**** Input data
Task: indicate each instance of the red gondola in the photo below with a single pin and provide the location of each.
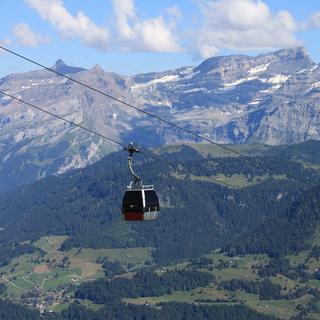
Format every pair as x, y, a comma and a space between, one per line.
140, 202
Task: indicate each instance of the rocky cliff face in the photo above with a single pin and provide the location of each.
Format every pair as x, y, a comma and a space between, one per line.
273, 98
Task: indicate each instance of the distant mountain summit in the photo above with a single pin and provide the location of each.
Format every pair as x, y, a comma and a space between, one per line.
272, 98
62, 67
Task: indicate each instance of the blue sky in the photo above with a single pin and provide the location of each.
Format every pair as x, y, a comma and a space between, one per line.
128, 36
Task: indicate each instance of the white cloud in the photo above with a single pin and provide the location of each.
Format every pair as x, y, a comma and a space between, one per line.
243, 25
69, 26
26, 37
135, 34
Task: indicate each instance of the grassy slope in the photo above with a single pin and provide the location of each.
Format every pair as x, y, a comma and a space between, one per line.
46, 272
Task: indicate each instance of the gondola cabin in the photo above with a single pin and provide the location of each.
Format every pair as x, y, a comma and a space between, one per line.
140, 204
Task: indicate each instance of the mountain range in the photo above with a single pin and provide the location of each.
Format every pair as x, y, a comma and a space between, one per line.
271, 99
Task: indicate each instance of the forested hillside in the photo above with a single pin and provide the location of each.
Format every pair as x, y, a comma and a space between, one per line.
65, 246
198, 213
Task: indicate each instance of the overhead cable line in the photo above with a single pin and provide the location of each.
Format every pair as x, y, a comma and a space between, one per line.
64, 119
150, 114
229, 185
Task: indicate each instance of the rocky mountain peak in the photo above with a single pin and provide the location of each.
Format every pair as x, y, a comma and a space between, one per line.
62, 67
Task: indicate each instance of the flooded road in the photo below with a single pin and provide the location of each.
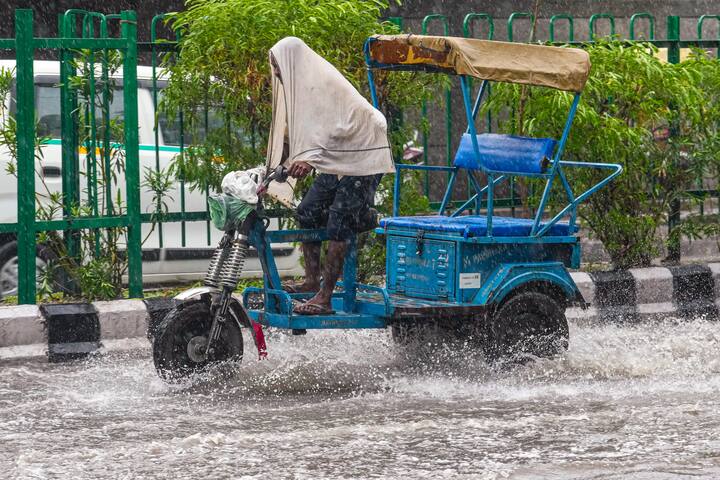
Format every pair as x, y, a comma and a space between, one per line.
625, 402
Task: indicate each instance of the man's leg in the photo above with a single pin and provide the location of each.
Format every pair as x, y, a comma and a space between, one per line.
311, 254
334, 261
349, 204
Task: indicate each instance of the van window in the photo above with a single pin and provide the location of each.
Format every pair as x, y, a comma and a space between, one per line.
47, 106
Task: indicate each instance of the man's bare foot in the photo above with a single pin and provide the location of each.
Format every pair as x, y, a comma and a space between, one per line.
318, 305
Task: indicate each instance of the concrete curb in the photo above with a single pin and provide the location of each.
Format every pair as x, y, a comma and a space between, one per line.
636, 295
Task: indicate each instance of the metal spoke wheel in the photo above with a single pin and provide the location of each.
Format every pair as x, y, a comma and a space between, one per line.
528, 325
181, 338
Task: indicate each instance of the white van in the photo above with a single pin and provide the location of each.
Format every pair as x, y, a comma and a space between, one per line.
173, 262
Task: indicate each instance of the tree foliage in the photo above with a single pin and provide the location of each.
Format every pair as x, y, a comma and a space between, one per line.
655, 118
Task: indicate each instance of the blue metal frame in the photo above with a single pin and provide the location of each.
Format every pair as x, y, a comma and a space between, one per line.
494, 176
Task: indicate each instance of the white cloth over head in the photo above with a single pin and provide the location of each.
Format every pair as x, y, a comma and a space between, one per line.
243, 184
329, 124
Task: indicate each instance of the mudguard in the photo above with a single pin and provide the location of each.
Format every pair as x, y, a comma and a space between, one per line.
509, 276
200, 293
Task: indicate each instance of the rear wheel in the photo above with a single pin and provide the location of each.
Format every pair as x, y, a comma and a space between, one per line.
180, 341
529, 325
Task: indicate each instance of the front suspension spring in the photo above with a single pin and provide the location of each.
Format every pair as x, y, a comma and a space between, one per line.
233, 264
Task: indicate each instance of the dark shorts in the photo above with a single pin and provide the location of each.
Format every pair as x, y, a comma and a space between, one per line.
343, 206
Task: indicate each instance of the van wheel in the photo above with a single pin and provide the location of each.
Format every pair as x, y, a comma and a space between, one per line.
9, 267
529, 325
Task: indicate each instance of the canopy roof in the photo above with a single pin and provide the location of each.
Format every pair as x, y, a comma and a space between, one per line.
555, 67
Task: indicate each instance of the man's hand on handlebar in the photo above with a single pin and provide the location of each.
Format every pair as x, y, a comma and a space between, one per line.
299, 169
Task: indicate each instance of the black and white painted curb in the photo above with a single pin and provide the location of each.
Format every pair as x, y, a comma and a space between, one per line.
649, 294
636, 295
********
◆ **Exercise requirements**:
From the listing above, the lines starting with the one that has "Task: indicate each instance of the rocky cliff" and running through the one that has "Task: indicate each instance of the distant" should be copied exactly, ends included.

◆ **Result**:
Task: indicate each instance of the rocky cliff face in the photo above with a single pin and provide the location of each.
Format every pair as x, y, a comma and a space between, one per line.
273, 98
Task: indicate each instance of the distant mountain summit in the photo above with a single pin and provide the location of each.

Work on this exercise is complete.